[[ Entries supplied open ]]

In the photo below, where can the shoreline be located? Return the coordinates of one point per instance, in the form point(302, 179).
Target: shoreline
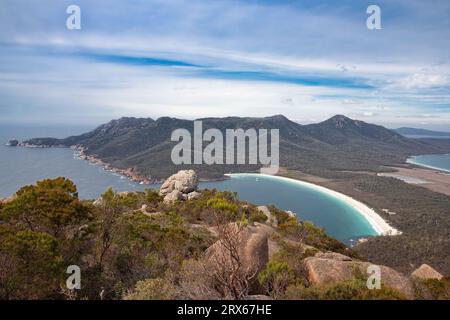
point(380, 226)
point(411, 161)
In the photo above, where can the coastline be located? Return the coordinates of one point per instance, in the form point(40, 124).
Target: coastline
point(380, 226)
point(410, 160)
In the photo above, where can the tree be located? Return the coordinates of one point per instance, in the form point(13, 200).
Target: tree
point(50, 206)
point(30, 265)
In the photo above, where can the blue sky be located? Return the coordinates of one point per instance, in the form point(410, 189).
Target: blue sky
point(305, 59)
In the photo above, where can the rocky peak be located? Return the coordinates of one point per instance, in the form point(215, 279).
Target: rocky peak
point(180, 186)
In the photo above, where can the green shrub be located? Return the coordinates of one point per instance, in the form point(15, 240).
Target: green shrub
point(153, 289)
point(275, 278)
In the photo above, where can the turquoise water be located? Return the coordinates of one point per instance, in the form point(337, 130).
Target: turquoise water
point(22, 166)
point(434, 161)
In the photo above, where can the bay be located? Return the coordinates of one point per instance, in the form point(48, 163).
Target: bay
point(22, 166)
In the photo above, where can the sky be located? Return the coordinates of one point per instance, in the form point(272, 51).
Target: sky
point(305, 59)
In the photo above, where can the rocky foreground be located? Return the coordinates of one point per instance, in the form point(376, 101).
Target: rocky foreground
point(259, 242)
point(182, 243)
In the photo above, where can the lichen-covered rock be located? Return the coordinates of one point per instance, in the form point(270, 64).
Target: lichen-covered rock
point(425, 272)
point(173, 196)
point(185, 181)
point(252, 249)
point(271, 219)
point(325, 268)
point(193, 195)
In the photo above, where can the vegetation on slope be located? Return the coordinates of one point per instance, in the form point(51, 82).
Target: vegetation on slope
point(135, 246)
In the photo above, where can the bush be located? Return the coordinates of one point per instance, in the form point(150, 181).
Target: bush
point(355, 289)
point(153, 289)
point(275, 278)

[[ Entries supplied closed ]]

What to produce
Working from the records above, write out verbatim only the lines from the line containing "Target: turquoise water" through the line containing "In the photo above, where can the rocky foreground".

Answer box
Target: turquoise water
point(22, 166)
point(434, 161)
In the photo above, where can the bay be located? Return the coordinates of one point per instance, in the form point(48, 163).
Target: bay
point(22, 166)
In the photo above, where can the sky be located? Return the coordinates of one point per instance, in the form point(272, 51).
Target: sky
point(305, 59)
In the photo above, where can the rocky foreground be located? Return the coordinates of one point per instance, in the form point(376, 101).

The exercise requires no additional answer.